### ACTIVITY
Please copy out every line of the data word for word.

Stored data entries

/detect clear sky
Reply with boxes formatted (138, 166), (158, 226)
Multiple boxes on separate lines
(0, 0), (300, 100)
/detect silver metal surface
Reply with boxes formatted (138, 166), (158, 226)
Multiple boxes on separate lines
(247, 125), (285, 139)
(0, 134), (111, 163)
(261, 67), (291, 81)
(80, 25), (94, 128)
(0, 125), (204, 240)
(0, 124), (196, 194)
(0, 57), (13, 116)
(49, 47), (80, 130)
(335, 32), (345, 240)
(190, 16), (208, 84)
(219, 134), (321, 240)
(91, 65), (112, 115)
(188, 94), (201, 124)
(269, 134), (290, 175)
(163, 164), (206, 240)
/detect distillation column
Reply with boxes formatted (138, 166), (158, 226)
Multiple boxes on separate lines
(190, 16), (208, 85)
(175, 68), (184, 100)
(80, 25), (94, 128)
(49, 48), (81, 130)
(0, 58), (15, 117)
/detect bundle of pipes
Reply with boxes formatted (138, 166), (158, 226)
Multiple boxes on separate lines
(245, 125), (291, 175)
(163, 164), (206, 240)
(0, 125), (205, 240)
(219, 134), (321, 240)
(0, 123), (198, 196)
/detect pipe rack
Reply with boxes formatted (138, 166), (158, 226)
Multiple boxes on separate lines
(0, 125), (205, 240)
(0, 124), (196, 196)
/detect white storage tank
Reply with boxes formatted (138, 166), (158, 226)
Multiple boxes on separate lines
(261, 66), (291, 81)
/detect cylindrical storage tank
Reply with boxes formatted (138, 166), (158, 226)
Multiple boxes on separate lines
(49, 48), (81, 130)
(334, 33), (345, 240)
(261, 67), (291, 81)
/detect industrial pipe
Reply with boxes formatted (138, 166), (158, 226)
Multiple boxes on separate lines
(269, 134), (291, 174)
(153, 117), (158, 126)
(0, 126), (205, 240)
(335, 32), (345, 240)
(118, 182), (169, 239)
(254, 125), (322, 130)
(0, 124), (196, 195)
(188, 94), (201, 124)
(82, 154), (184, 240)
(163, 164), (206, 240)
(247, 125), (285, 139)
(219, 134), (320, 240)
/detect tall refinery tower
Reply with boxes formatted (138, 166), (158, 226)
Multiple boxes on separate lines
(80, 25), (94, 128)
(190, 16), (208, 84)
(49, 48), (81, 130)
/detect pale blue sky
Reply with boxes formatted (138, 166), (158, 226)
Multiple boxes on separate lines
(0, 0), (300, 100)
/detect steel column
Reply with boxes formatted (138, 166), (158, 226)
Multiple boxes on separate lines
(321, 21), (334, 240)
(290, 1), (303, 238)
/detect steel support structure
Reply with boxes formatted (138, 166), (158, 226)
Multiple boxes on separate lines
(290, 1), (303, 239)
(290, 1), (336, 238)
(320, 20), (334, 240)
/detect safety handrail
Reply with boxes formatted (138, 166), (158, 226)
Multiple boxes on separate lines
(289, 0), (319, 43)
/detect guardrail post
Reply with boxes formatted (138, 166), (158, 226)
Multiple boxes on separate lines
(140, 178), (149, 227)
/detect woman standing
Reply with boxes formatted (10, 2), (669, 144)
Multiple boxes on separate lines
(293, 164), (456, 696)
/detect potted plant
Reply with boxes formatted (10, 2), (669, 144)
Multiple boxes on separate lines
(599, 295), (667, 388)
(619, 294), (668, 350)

### WRITTEN ANSWER
/detect clear sky
Reply with boxes formatted (138, 166), (158, 226)
Multiple boxes on separate lines
(0, 0), (300, 100)
/detect silver metal surface
Reply with boxes formatted (138, 166), (158, 226)
Multiple boxes on separate lines
(247, 125), (285, 139)
(0, 134), (111, 163)
(261, 67), (291, 81)
(80, 25), (94, 128)
(0, 125), (204, 240)
(0, 124), (196, 194)
(0, 57), (13, 116)
(49, 47), (80, 130)
(335, 32), (345, 240)
(190, 16), (208, 84)
(219, 134), (321, 240)
(91, 65), (112, 115)
(188, 94), (201, 124)
(269, 134), (290, 175)
(163, 164), (206, 240)
/detect distillation column
Reply with boxes formatted (138, 166), (158, 226)
Multiple boxes on separate lines
(190, 16), (208, 85)
(175, 68), (184, 100)
(80, 25), (94, 128)
(49, 48), (81, 130)
(0, 58), (15, 117)
/detect bundle of pipes
Reply with boxes formatted (138, 166), (158, 226)
Multiple boxes on separate lines
(245, 125), (291, 175)
(163, 164), (206, 240)
(0, 125), (205, 240)
(219, 134), (321, 240)
(0, 123), (198, 196)
/detect pipe rack
Reply with boxes formatted (138, 166), (158, 226)
Multiple boxes on separate lines
(0, 125), (205, 240)
(0, 124), (196, 196)
/detect white storage tank
Reply with boxes formatted (138, 166), (158, 226)
Multiple boxes on separate lines
(261, 66), (291, 81)
/detect cylindrical storage tank
Reply with boxes formatted (138, 166), (158, 226)
Multiple boxes on separate lines
(49, 48), (81, 130)
(334, 33), (345, 240)
(261, 67), (291, 81)
/detect industrial pipe
Reply with boxes formatted (138, 166), (158, 226)
Multiple boxes on separate lines
(269, 134), (291, 174)
(153, 117), (158, 126)
(0, 126), (205, 240)
(335, 32), (345, 240)
(118, 182), (169, 239)
(254, 125), (322, 130)
(0, 124), (196, 195)
(188, 94), (201, 124)
(82, 154), (184, 240)
(163, 164), (206, 240)
(247, 125), (285, 139)
(219, 134), (320, 240)
/detect tall refinery tower
Reply with boxes formatted (138, 166), (158, 226)
Multiple boxes on separate lines
(80, 25), (94, 128)
(190, 16), (208, 84)
(49, 48), (81, 130)
/detect pale blue sky
Reply with boxes formatted (138, 166), (158, 226)
Multiple boxes on separate lines
(0, 0), (300, 100)
/detect steel column
Reply with boxes formatted (138, 166), (158, 226)
Multiple boxes on separate lines
(321, 21), (334, 240)
(290, 1), (303, 238)
/detect steel support structure
Reply with boxes formatted (138, 166), (158, 226)
Multiple boxes on separate lines
(290, 1), (303, 239)
(290, 1), (336, 238)
(320, 20), (334, 240)
/detect safety handrail
Reply with boxes formatted (138, 166), (158, 226)
Multiple boxes on separate lines
(289, 0), (319, 43)
/detect guardrail post
Reply with boxes formatted (138, 166), (158, 226)
Multiple boxes on separate lines
(140, 178), (149, 227)
/detect woman standing
Reply with boxes formatted (10, 2), (669, 144)
Multiple boxes on separate lines
(293, 164), (456, 696)
/detect potted plant
Reply with boxes formatted (10, 2), (669, 144)
Multiple boxes on separate lines
(599, 295), (667, 388)
(619, 294), (668, 350)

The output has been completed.